Given information —
--------------------

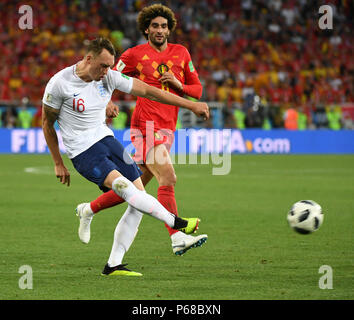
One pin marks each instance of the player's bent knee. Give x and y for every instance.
(168, 180)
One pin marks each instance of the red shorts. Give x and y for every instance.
(144, 139)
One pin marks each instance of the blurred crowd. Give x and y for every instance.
(263, 63)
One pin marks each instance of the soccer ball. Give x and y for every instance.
(305, 216)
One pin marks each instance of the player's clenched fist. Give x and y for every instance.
(201, 109)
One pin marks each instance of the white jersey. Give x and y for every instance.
(82, 105)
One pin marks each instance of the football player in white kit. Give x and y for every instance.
(77, 97)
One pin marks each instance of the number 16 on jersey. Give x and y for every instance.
(79, 105)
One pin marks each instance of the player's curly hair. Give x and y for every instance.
(151, 12)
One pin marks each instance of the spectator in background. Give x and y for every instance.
(268, 42)
(291, 119)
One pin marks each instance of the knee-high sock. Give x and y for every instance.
(105, 200)
(142, 201)
(166, 196)
(124, 235)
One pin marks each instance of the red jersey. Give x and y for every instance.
(147, 64)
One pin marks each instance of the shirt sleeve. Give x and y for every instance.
(192, 86)
(119, 81)
(126, 63)
(53, 95)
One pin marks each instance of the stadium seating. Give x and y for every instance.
(243, 50)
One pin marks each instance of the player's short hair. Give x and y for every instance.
(151, 12)
(97, 45)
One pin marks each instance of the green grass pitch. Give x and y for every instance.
(251, 252)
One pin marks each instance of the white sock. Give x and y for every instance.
(142, 201)
(124, 235)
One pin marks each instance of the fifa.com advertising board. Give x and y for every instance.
(208, 141)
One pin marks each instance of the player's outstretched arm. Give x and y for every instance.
(49, 116)
(142, 89)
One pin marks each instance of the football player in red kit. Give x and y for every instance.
(168, 67)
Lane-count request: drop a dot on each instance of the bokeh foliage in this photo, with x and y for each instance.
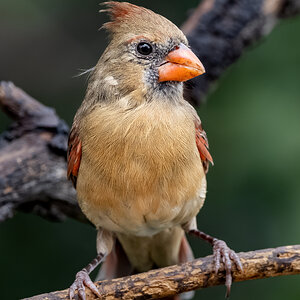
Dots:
(252, 119)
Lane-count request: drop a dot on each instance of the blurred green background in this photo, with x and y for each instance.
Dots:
(253, 123)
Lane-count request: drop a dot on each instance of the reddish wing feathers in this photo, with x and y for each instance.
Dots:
(202, 145)
(74, 155)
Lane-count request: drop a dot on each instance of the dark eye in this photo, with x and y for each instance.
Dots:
(144, 48)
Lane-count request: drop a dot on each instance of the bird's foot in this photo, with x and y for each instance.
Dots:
(223, 253)
(82, 279)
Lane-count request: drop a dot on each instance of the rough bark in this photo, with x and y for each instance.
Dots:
(194, 275)
(32, 160)
(219, 31)
(33, 150)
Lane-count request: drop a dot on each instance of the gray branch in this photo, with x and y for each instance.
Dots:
(33, 149)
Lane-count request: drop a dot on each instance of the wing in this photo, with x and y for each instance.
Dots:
(202, 145)
(74, 155)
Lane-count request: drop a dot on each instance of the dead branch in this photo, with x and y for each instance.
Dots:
(32, 160)
(219, 31)
(33, 150)
(194, 275)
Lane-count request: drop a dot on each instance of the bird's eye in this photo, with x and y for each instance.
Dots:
(144, 48)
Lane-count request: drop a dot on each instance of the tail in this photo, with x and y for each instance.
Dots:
(132, 255)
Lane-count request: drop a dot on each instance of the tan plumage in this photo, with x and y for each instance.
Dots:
(137, 151)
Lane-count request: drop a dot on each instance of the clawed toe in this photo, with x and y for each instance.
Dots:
(82, 280)
(228, 256)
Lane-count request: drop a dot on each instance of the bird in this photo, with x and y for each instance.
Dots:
(137, 152)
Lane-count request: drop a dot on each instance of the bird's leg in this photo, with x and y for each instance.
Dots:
(104, 247)
(221, 252)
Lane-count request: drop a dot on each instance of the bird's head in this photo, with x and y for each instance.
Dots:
(147, 53)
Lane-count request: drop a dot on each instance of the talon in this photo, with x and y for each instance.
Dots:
(82, 280)
(228, 256)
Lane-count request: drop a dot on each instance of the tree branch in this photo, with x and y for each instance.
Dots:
(33, 150)
(219, 31)
(194, 275)
(32, 160)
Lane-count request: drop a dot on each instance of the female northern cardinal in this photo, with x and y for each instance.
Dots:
(137, 152)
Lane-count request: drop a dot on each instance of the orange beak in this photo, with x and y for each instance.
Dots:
(181, 64)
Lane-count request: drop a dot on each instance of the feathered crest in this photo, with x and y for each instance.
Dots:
(126, 17)
(120, 12)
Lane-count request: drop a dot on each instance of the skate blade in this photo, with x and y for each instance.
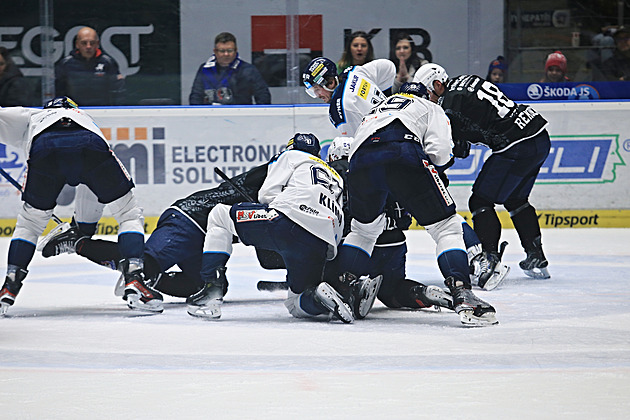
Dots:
(368, 295)
(331, 300)
(497, 277)
(468, 318)
(439, 297)
(538, 273)
(119, 289)
(211, 310)
(54, 232)
(154, 306)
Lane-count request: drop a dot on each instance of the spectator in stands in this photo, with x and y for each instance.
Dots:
(13, 87)
(617, 67)
(89, 76)
(406, 59)
(225, 79)
(497, 70)
(555, 68)
(357, 52)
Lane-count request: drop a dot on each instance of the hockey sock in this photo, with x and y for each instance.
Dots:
(454, 263)
(526, 225)
(21, 253)
(487, 228)
(354, 260)
(131, 244)
(99, 251)
(210, 261)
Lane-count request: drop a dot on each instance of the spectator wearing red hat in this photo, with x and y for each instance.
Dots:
(555, 68)
(497, 70)
(617, 67)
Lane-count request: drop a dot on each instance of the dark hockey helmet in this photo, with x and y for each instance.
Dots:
(430, 72)
(61, 102)
(413, 88)
(305, 142)
(317, 72)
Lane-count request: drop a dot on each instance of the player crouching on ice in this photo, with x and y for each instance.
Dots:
(65, 146)
(299, 216)
(397, 152)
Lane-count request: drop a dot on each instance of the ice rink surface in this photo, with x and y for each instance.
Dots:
(70, 349)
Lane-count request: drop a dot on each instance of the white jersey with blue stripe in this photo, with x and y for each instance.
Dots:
(360, 89)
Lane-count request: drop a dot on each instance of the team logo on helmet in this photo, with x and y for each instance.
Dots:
(61, 102)
(306, 143)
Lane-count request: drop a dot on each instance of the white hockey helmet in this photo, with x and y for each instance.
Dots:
(339, 148)
(429, 73)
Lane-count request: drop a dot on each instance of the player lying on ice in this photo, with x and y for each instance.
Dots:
(181, 232)
(65, 146)
(397, 152)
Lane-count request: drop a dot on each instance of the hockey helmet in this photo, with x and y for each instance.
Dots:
(316, 73)
(429, 73)
(61, 102)
(305, 142)
(339, 148)
(414, 88)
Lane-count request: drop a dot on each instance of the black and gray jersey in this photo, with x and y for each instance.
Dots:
(481, 113)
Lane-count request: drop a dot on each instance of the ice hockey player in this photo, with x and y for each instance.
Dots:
(299, 216)
(65, 146)
(351, 96)
(177, 239)
(390, 250)
(517, 135)
(397, 152)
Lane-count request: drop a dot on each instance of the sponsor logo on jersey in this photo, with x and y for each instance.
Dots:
(438, 182)
(364, 89)
(353, 83)
(255, 215)
(573, 159)
(307, 209)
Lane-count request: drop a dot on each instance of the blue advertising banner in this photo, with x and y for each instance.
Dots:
(567, 91)
(572, 159)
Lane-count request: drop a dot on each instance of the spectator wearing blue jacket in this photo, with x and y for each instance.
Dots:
(225, 79)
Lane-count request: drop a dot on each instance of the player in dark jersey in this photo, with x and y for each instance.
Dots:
(177, 239)
(516, 133)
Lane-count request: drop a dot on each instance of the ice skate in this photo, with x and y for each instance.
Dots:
(429, 296)
(471, 310)
(137, 293)
(328, 297)
(535, 265)
(61, 240)
(360, 294)
(11, 287)
(206, 303)
(486, 269)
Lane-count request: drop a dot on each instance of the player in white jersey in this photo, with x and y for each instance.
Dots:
(399, 151)
(299, 216)
(65, 146)
(352, 94)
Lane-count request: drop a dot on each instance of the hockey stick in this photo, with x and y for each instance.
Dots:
(16, 184)
(236, 187)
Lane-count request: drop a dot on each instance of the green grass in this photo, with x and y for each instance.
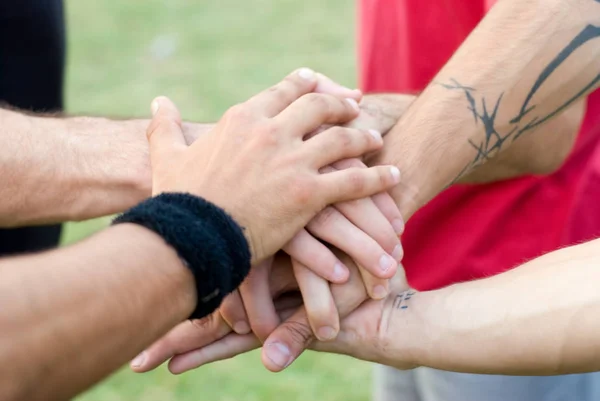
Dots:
(208, 55)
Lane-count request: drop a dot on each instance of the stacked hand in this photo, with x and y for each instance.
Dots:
(366, 229)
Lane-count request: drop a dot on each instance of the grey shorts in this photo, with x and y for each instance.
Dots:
(424, 384)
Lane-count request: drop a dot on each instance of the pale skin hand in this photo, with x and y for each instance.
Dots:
(63, 169)
(274, 122)
(55, 308)
(527, 321)
(559, 131)
(437, 124)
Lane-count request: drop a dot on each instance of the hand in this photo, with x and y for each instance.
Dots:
(257, 149)
(366, 229)
(193, 344)
(362, 336)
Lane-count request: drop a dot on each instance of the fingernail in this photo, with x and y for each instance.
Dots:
(375, 134)
(398, 226)
(395, 174)
(353, 104)
(154, 107)
(139, 360)
(326, 333)
(339, 271)
(386, 262)
(398, 253)
(279, 354)
(380, 292)
(241, 327)
(306, 73)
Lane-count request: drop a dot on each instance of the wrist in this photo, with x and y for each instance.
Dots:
(410, 329)
(110, 167)
(430, 146)
(382, 111)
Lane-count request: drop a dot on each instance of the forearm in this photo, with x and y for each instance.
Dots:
(541, 318)
(524, 65)
(542, 151)
(60, 169)
(109, 297)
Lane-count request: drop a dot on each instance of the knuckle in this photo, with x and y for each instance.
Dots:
(299, 332)
(281, 91)
(203, 324)
(356, 180)
(268, 133)
(325, 217)
(160, 123)
(302, 190)
(349, 163)
(239, 112)
(322, 314)
(318, 101)
(343, 136)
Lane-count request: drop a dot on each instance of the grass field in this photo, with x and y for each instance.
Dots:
(207, 55)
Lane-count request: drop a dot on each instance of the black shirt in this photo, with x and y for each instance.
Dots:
(32, 62)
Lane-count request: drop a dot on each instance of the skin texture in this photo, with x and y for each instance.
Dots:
(490, 98)
(55, 305)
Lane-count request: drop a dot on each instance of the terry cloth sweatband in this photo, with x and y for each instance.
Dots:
(210, 243)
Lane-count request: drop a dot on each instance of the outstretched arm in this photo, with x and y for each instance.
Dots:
(521, 69)
(58, 169)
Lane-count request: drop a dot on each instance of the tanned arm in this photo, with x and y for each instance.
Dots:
(525, 65)
(59, 169)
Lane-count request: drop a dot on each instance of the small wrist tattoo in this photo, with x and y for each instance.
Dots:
(401, 300)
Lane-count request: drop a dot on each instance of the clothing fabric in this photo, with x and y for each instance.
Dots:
(32, 62)
(474, 231)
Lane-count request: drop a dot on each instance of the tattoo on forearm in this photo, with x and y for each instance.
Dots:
(401, 300)
(526, 119)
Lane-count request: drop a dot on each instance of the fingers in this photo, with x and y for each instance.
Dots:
(233, 312)
(333, 227)
(356, 183)
(258, 300)
(317, 257)
(338, 143)
(383, 201)
(387, 206)
(165, 133)
(375, 263)
(365, 215)
(277, 98)
(186, 336)
(328, 86)
(313, 110)
(228, 347)
(287, 343)
(320, 307)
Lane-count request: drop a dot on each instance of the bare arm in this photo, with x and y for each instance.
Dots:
(541, 318)
(523, 66)
(541, 152)
(60, 169)
(80, 312)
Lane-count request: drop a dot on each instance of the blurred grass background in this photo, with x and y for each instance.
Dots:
(208, 55)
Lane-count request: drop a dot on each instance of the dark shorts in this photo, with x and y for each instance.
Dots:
(32, 63)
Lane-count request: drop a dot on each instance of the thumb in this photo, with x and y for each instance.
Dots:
(327, 86)
(165, 133)
(287, 342)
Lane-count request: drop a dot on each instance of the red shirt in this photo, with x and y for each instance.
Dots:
(469, 232)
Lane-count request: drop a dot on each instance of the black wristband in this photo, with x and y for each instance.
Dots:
(211, 244)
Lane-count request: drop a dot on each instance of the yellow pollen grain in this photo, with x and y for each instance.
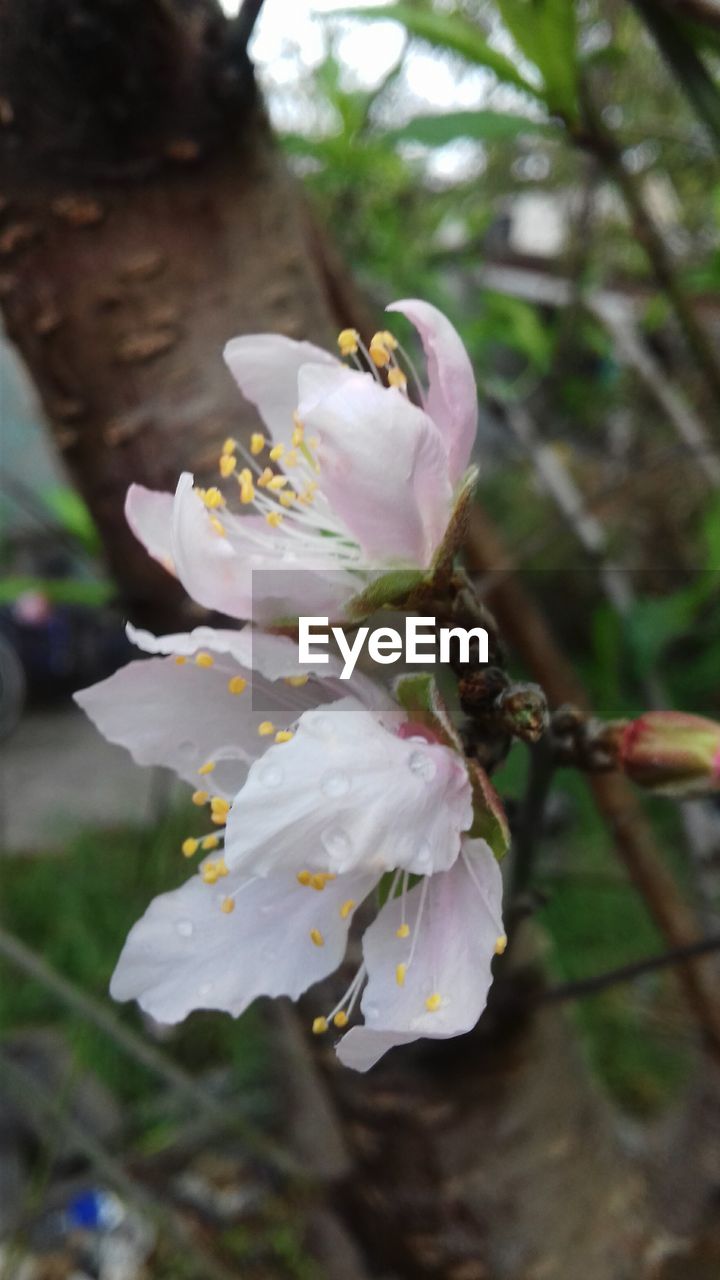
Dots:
(347, 342)
(212, 498)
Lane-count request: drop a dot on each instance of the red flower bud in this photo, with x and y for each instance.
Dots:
(671, 753)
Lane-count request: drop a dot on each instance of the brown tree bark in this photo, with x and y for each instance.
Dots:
(146, 216)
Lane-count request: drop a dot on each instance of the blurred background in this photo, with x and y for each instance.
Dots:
(547, 173)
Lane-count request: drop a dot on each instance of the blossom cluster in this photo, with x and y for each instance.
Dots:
(322, 795)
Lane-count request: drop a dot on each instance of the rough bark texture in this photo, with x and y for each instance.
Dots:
(146, 216)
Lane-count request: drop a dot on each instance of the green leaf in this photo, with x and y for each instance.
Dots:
(434, 131)
(546, 33)
(449, 31)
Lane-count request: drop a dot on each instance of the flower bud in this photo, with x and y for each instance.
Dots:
(671, 753)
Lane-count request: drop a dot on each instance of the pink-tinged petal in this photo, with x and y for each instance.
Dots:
(265, 368)
(343, 794)
(149, 513)
(452, 396)
(383, 465)
(458, 919)
(187, 954)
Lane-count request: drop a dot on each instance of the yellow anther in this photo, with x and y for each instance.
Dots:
(212, 498)
(246, 487)
(379, 355)
(347, 342)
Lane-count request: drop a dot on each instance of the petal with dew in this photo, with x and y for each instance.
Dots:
(345, 794)
(452, 394)
(186, 952)
(456, 917)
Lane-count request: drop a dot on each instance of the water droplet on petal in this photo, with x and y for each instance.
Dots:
(335, 784)
(270, 776)
(338, 845)
(422, 764)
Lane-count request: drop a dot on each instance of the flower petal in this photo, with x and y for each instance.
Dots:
(265, 368)
(346, 792)
(458, 932)
(383, 465)
(187, 954)
(149, 513)
(452, 396)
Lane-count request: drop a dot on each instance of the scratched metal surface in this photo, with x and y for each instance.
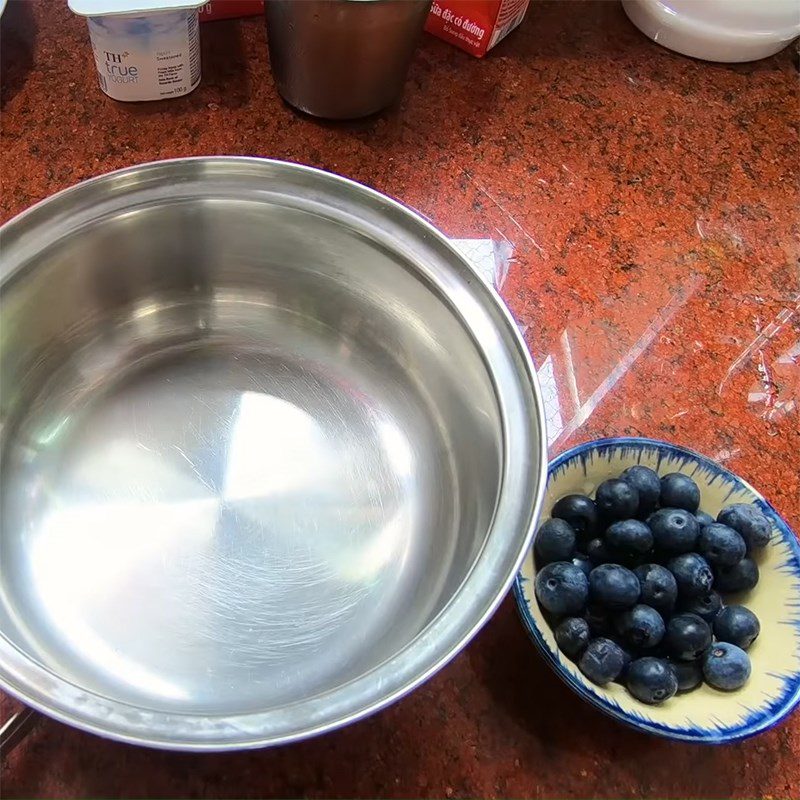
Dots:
(254, 477)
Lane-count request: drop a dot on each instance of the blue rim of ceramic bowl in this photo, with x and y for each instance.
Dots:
(766, 718)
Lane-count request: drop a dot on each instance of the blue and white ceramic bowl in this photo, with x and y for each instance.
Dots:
(705, 715)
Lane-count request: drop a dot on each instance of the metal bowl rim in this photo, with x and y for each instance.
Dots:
(35, 684)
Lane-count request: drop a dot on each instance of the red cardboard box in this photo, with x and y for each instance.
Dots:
(224, 9)
(475, 25)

--------------------

Work to be completed —
Check all the records above and select each line where the string "tree" is found.

Reply —
Lane-count request: drop a dot on each instance of the tree branch in this photo, with x and y for each instance.
Lane-count request: drop a dot on each instance of the brown tree bark in this photo, with x and y for each instance.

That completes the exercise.